▶ _Te lezen fragment_:
Proceskostenveroordeling in bestuursrechtelijke zaak betreffende loongerelateerde werkhervattingsuitkering

In deze zaak heeft de Rechtbank Noord-Holland op 24 september 2021 uitspraak gedaan in een bestuursrechtelijke procedure tussen verzoeker en de Raad van bestuur van het Uitvoeringsinstituut werknemersverzekeringen. Verzoeker had in eerste instantie een loongerelateerde werkhervattingsuitkering (WGA) toegekend gekregen, maar het bezwaar tegen het besluit van de verweerder werd ongegrond verklaard. Verzoeker heeft hiertegen beroep ingesteld, waarna het onderzoek ter zitting op 18 november 2020 heeft plaatsgevonden. Tijdens deze zitting is de rechter tot de conclusie gekomen dat een deskundige benoemd moest worden, wat leidde tot de aanstelling van dr. [naam 2], revalidatiearts. Na het uitbrengen van het rapport door de deskundige en de reactie van verzoeker daarop, heeft verweerder het bestreden besluit op 21 mei 2021 gewijzigd en het bezwaar alsnog gegrond verklaard. Verzoeker trok zijn beroep in, maar verzocht om vergoeding van de proceskosten. De rechtbank heeft de verzoeker in het gelijk gesteld en verweerder veroordeeld tot vergoeding van de proceskosten, die zijn vastgesteld op € 2.712,-. Tevens is verweerder verplicht om het door verzoeker betaalde griffierecht van € 47,- te vergoeden. De uitspraak is openbaar gedaan en een afschrift is verzonden aan de betrokken partijen.

Uitspraak

RECHTBANK NOORD-HOLLAND

Bestuursrecht
zaaknummer: HAA 19/3380

uitspraak van de enkelvoudige kamer van 24 september 2021 in de zaak tussen

[verzoeker] , te [woonplaats] , verzoeker

(gemachtigde: mr. P.P.J.L. Appelman),
en
de Raad van bestuur van het Uitvoeringsinstituut werknemersverzekeringen, verweerder
(gemachtigde: J. Knufman).

▶ _Lijst met gegevens_:

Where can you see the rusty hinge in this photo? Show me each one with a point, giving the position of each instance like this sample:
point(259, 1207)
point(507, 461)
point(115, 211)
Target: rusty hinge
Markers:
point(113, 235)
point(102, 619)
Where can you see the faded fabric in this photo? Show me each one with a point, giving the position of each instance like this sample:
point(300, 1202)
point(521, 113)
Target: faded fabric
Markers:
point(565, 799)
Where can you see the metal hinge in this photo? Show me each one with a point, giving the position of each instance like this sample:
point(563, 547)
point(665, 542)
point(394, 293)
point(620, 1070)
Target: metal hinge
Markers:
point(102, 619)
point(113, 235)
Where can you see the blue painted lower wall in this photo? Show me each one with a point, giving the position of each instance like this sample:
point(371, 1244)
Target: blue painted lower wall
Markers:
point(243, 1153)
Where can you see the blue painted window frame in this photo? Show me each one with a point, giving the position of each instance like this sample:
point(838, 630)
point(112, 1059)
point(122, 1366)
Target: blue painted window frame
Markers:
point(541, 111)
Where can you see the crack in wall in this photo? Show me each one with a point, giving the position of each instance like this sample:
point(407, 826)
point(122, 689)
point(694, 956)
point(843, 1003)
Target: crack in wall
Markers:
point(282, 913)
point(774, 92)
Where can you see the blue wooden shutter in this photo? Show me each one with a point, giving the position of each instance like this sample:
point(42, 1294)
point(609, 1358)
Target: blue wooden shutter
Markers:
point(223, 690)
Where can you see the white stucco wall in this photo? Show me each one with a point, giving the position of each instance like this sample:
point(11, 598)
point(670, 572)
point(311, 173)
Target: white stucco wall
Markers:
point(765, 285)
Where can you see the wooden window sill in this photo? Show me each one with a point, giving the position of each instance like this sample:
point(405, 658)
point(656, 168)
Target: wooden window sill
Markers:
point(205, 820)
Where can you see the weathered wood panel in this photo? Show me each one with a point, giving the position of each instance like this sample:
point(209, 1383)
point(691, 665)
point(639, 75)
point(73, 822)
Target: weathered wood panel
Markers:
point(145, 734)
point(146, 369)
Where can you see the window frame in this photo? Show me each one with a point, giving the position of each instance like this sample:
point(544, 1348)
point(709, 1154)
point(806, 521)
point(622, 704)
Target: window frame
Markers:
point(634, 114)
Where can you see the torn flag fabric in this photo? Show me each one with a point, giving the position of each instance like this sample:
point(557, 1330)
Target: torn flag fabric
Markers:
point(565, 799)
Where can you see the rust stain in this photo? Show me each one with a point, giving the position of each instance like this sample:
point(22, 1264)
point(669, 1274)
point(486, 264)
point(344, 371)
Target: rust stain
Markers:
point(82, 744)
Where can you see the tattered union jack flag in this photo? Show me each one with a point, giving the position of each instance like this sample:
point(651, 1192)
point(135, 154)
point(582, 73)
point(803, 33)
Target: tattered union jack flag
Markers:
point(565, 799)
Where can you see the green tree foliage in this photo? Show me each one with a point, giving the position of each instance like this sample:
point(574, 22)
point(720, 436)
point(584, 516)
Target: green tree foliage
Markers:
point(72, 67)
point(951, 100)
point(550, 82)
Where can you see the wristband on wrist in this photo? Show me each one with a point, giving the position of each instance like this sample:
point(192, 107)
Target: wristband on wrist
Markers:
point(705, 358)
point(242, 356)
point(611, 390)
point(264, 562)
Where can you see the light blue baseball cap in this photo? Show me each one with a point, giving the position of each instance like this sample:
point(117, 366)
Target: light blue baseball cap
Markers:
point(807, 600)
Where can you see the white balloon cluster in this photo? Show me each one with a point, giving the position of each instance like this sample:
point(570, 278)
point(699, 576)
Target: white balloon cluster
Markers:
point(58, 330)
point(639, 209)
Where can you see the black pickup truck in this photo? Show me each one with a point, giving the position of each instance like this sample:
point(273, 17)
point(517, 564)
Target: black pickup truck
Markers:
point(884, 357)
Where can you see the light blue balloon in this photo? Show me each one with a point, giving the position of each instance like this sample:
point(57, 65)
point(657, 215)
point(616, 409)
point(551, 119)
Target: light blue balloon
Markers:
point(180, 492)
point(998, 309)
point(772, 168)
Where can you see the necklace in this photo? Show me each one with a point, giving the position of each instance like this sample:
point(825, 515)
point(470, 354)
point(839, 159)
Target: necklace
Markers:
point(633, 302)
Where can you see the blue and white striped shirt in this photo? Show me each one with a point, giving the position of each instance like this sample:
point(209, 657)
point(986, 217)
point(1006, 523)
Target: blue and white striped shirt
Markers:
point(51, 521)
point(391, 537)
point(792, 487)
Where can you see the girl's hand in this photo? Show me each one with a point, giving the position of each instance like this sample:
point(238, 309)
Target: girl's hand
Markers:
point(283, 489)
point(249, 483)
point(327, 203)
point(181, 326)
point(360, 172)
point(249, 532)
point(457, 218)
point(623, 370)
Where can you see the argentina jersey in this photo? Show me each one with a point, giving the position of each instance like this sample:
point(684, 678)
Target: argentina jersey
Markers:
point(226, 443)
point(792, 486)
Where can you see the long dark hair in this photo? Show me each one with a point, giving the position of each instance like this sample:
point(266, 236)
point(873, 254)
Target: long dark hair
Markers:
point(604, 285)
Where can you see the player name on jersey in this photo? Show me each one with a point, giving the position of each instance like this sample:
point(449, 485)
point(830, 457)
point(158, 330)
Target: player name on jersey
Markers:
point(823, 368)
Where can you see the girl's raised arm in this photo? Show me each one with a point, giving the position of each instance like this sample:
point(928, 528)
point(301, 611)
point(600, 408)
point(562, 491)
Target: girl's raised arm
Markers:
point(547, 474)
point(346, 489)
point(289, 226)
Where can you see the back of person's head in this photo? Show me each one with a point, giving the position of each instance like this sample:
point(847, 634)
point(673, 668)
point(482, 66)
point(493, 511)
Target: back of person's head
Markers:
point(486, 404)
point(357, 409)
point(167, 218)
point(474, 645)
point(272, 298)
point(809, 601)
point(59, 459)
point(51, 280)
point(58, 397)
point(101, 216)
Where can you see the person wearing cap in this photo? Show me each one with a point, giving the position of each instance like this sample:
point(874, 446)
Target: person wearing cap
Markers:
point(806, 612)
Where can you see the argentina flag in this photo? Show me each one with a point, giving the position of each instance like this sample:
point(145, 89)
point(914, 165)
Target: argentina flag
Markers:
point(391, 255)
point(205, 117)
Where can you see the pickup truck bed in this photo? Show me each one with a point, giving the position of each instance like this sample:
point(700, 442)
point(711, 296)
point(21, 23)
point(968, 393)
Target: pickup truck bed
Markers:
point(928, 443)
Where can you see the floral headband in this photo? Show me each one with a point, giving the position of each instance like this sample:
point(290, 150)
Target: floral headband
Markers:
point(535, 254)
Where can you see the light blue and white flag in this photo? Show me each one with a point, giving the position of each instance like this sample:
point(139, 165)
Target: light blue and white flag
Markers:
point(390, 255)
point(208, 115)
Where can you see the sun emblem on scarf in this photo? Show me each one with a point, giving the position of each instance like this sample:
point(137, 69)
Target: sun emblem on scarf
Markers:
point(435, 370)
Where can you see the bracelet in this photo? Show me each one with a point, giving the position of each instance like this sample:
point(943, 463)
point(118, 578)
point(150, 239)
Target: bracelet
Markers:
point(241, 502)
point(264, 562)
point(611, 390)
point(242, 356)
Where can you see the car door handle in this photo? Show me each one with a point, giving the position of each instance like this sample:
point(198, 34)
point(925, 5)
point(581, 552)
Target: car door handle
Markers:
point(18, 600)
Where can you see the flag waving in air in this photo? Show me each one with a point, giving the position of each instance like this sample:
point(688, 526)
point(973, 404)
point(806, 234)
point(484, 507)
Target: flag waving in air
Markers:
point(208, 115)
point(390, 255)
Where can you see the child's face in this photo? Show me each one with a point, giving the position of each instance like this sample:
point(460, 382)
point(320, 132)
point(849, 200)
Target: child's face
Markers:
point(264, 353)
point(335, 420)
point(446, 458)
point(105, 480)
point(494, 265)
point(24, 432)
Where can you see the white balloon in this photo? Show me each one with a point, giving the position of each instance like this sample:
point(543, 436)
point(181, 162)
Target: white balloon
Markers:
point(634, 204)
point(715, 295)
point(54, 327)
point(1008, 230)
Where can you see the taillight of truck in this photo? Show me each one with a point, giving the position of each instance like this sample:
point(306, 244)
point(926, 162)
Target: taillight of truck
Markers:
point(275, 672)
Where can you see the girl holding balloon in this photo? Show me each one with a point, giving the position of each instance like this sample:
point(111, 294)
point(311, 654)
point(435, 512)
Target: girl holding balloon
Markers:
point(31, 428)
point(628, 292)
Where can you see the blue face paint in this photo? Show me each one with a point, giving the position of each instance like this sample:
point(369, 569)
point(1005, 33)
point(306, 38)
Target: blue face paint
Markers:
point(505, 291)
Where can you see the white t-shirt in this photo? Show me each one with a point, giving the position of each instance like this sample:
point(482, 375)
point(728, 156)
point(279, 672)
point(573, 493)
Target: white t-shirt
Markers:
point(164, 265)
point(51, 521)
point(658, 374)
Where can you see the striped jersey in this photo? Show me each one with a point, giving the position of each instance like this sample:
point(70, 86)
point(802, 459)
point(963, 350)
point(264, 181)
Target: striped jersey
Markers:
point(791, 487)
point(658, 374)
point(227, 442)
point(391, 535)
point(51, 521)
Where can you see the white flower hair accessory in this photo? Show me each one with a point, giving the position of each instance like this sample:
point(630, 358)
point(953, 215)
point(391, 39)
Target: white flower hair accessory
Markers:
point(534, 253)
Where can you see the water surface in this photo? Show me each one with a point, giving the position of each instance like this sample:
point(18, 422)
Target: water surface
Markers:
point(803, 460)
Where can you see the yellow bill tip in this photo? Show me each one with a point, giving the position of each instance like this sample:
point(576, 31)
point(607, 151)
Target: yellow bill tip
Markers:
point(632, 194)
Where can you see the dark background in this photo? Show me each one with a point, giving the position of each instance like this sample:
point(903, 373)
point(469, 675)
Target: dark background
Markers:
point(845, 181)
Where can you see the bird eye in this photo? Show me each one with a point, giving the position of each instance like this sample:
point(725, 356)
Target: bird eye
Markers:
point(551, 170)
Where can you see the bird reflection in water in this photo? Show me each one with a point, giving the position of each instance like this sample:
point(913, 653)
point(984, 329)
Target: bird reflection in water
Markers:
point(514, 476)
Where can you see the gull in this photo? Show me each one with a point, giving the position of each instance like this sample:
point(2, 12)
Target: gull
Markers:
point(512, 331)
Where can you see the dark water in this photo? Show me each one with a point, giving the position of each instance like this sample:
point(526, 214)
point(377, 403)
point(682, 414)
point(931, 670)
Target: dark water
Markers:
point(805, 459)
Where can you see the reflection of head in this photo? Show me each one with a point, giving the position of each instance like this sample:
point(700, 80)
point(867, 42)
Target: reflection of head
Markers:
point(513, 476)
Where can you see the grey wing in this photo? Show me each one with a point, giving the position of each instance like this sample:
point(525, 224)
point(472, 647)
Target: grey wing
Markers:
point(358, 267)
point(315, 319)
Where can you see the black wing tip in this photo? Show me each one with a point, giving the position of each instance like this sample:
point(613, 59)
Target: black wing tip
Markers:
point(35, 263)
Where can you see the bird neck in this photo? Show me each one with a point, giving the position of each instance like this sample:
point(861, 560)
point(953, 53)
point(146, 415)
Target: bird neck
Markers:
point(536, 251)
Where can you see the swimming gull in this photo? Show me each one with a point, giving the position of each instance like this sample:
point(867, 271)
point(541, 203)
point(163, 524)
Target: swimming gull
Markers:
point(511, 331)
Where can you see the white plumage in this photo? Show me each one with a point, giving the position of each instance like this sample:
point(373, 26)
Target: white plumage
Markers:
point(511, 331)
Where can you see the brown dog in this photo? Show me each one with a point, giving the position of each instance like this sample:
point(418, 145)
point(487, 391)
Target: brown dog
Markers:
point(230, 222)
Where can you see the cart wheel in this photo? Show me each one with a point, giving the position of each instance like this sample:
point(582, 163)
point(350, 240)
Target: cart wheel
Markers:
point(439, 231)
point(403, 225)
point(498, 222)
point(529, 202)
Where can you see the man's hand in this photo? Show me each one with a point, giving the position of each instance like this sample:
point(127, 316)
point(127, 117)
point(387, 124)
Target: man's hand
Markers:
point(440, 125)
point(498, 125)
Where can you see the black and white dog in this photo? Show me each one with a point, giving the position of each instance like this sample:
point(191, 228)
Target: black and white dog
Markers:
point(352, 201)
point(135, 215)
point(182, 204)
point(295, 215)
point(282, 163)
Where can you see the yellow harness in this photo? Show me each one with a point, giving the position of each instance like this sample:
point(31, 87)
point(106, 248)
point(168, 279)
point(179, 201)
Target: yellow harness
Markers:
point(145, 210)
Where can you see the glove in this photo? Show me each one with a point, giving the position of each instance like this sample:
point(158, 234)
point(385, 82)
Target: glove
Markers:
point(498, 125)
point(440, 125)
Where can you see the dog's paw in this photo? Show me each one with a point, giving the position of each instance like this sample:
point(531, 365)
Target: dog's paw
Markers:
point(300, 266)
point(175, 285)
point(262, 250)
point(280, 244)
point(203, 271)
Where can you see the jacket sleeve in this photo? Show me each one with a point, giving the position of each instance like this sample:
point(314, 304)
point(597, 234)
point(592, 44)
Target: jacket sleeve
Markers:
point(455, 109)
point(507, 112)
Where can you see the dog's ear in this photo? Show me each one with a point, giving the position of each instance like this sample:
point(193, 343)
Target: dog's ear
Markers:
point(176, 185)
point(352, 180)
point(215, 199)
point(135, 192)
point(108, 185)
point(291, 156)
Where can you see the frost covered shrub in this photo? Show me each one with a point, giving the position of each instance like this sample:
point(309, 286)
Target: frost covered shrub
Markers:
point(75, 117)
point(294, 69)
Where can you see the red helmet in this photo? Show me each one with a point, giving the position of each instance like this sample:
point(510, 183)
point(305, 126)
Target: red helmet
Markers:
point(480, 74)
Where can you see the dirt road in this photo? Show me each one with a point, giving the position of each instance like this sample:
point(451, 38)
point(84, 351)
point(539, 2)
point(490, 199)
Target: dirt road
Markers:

▶ _Gestelde opgave 1_:
Geef voor elk van de volgende uitspraken aan of die met het fragment overeenstemt, met ja of nee en de beslissende woorden uit het fragment letterlijk geciteerd: (a) Het onderzoek ter zitting vond plaats op 18 november 2020. (b) De rechtbank stelde de proceskosten vast op € 47,-. (c) Verzoeker zette zijn beroep voort nadat verweerder het besluit had gewijzigd.
▶ _Gestelde opgave 2_:
Beantwoord aan de hand van het fragment op welke datum verweerder het bestreden besluit heeft gewijzigd.
▶ _Gestelde opgave 3_:
Leg in één tot drie zinnen uit welke stappen volgens het fragment voorafgingen aan de wijziging van het bestreden besluit door verweerder.

▶ _Juist antwoord 1_:
(a) Ja: "het onderzoek ter zitting op 18 november 2020 heeft plaatsgevonden"
(b) Nee: "die zijn vastgesteld op € 2.712,-"
(c) Nee: "Verzoeker trok zijn beroep in"

▶ _Juist antwoord 2_:
Op 21 mei 2021.

▶ _Juist antwoord 3_:
Tijdens de zitting concludeerde de rechter dat een deskundige benoemd moest worden, waarop een revalidatiearts werd aangesteld. Deze deskundige bracht een rapport uit en verzoeker reageerde daarop. Daarna wijzigde verweerder het besluit en verklaarde het bezwaar alsnog gegrond.